Supplied material -

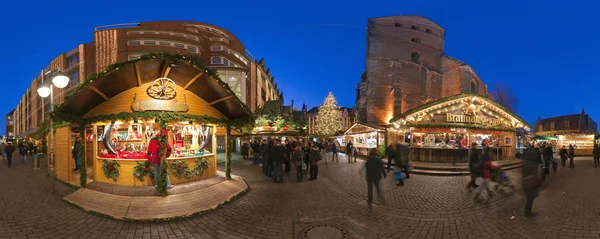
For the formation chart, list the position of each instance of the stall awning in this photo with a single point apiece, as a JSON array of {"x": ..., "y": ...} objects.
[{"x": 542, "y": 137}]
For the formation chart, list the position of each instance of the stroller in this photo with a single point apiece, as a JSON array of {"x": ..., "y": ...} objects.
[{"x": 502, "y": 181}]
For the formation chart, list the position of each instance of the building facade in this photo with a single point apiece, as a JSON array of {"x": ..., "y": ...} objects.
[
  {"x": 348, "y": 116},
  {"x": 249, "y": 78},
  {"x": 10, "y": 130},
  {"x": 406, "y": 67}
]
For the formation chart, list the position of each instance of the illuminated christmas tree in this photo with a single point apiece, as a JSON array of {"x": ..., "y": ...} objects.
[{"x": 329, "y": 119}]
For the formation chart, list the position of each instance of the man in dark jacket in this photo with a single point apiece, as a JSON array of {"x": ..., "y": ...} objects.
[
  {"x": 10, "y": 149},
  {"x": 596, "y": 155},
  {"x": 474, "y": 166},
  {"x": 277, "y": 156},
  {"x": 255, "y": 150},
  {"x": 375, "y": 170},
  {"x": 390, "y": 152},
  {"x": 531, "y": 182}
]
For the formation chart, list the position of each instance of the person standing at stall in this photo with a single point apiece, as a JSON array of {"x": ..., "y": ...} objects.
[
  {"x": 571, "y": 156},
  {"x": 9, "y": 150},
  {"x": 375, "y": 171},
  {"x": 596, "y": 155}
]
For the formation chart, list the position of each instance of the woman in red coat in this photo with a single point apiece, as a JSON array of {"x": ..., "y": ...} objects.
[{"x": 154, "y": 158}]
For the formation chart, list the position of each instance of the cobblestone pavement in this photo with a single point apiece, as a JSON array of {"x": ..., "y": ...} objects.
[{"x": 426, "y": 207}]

What needs to be done -
Could you print the lines above, exactly as written, from the line containing "man in dark" through the final one?

Solution to this problem -
For the formation chart, list the position of each instance of the man in dark jacket in this photo with a single point apiece, as a JSON array of {"x": ..., "y": ...} objects.
[
  {"x": 10, "y": 149},
  {"x": 596, "y": 155},
  {"x": 474, "y": 166},
  {"x": 277, "y": 156},
  {"x": 255, "y": 150},
  {"x": 375, "y": 170},
  {"x": 390, "y": 152},
  {"x": 531, "y": 182}
]
For the formation chart, list the position of each instance of the person standing at stall in this photo with a single point apiece, as a JSON array of {"x": ..., "y": ...} objects.
[
  {"x": 571, "y": 156},
  {"x": 9, "y": 150},
  {"x": 375, "y": 171},
  {"x": 596, "y": 155}
]
For the formation chart, list the position of each instance of the woman in red coat in this photo with a single point apiece, as a JSON array of {"x": ..., "y": ...} objects.
[{"x": 154, "y": 158}]
For the formation chart, list the position of each instance of the cobblestone pavement in this photo with a single point apiece, as a JSON array of {"x": ..., "y": ...} objects.
[{"x": 426, "y": 207}]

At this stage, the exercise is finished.